### Given data
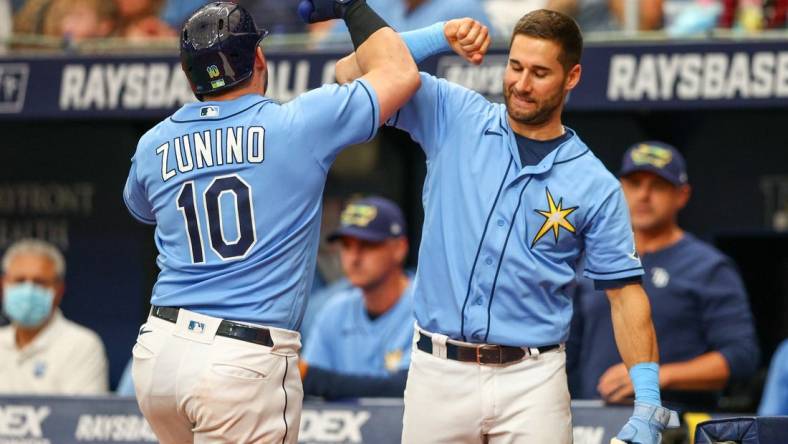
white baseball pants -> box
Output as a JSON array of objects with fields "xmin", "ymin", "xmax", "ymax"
[
  {"xmin": 401, "ymin": 327, "xmax": 573, "ymax": 444},
  {"xmin": 132, "ymin": 309, "xmax": 303, "ymax": 444}
]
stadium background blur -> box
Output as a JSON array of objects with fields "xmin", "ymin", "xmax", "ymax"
[{"xmin": 0, "ymin": 0, "xmax": 786, "ymax": 417}]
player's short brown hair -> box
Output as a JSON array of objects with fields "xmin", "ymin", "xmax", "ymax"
[{"xmin": 511, "ymin": 9, "xmax": 583, "ymax": 73}]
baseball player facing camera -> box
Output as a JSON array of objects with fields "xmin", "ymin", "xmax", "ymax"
[
  {"xmin": 335, "ymin": 9, "xmax": 678, "ymax": 444},
  {"xmin": 123, "ymin": 1, "xmax": 420, "ymax": 442},
  {"xmin": 300, "ymin": 196, "xmax": 414, "ymax": 399}
]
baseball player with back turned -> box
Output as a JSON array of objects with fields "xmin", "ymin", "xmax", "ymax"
[
  {"xmin": 336, "ymin": 9, "xmax": 678, "ymax": 444},
  {"xmin": 122, "ymin": 1, "xmax": 419, "ymax": 442}
]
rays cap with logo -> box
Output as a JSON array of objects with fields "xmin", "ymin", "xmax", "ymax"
[
  {"xmin": 619, "ymin": 141, "xmax": 688, "ymax": 186},
  {"xmin": 328, "ymin": 196, "xmax": 407, "ymax": 243}
]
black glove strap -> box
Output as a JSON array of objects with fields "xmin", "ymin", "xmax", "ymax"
[{"xmin": 343, "ymin": 1, "xmax": 390, "ymax": 49}]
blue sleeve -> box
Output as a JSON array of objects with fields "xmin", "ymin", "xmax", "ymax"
[
  {"xmin": 115, "ymin": 358, "xmax": 136, "ymax": 396},
  {"xmin": 758, "ymin": 340, "xmax": 788, "ymax": 415},
  {"xmin": 123, "ymin": 156, "xmax": 155, "ymax": 225},
  {"xmin": 301, "ymin": 307, "xmax": 335, "ymax": 370},
  {"xmin": 303, "ymin": 367, "xmax": 408, "ymax": 399},
  {"xmin": 698, "ymin": 257, "xmax": 759, "ymax": 381},
  {"xmin": 286, "ymin": 79, "xmax": 380, "ymax": 171},
  {"xmin": 582, "ymin": 188, "xmax": 644, "ymax": 283},
  {"xmin": 388, "ymin": 73, "xmax": 486, "ymax": 160},
  {"xmin": 401, "ymin": 22, "xmax": 449, "ymax": 64}
]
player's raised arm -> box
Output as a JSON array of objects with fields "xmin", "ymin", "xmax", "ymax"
[
  {"xmin": 299, "ymin": 0, "xmax": 419, "ymax": 124},
  {"xmin": 335, "ymin": 18, "xmax": 491, "ymax": 85}
]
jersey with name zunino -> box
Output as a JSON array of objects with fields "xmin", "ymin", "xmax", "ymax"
[
  {"xmin": 388, "ymin": 73, "xmax": 643, "ymax": 348},
  {"xmin": 123, "ymin": 81, "xmax": 380, "ymax": 329}
]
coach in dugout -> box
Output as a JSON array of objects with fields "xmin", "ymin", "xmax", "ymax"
[
  {"xmin": 0, "ymin": 238, "xmax": 109, "ymax": 395},
  {"xmin": 567, "ymin": 141, "xmax": 759, "ymax": 409},
  {"xmin": 299, "ymin": 196, "xmax": 413, "ymax": 399}
]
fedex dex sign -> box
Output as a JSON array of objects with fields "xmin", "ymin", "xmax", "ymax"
[{"xmin": 0, "ymin": 404, "xmax": 51, "ymax": 443}]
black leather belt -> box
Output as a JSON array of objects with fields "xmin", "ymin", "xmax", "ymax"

### Problem statement
All lines in the listing above with the string "black" should be returned.

### Reply to the task
black glove strap -> box
black leather belt -> box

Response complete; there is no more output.